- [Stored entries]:
+ + + +

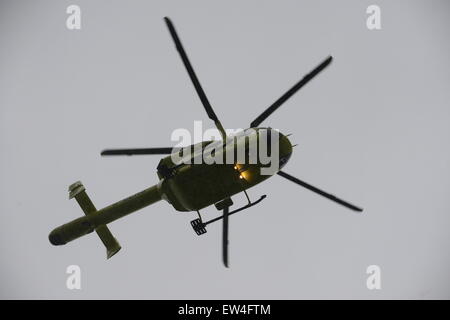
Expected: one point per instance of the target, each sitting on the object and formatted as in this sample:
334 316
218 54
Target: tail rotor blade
290 92
140 151
225 236
320 192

+ + + +

- [EXERCISE INSTRUCTIONS]: Change "instance" to "occurrence" throughout the rows and reproduce them with nothing else altered. Omit the pictures from your answer.

- [REPLY TO THE EXERCISE]:
Expected: one point per occurrence of the target, each sitting on the object and formatted as in this sample:
334 316
218 54
Target: tail rotor blade
290 92
140 151
225 236
320 192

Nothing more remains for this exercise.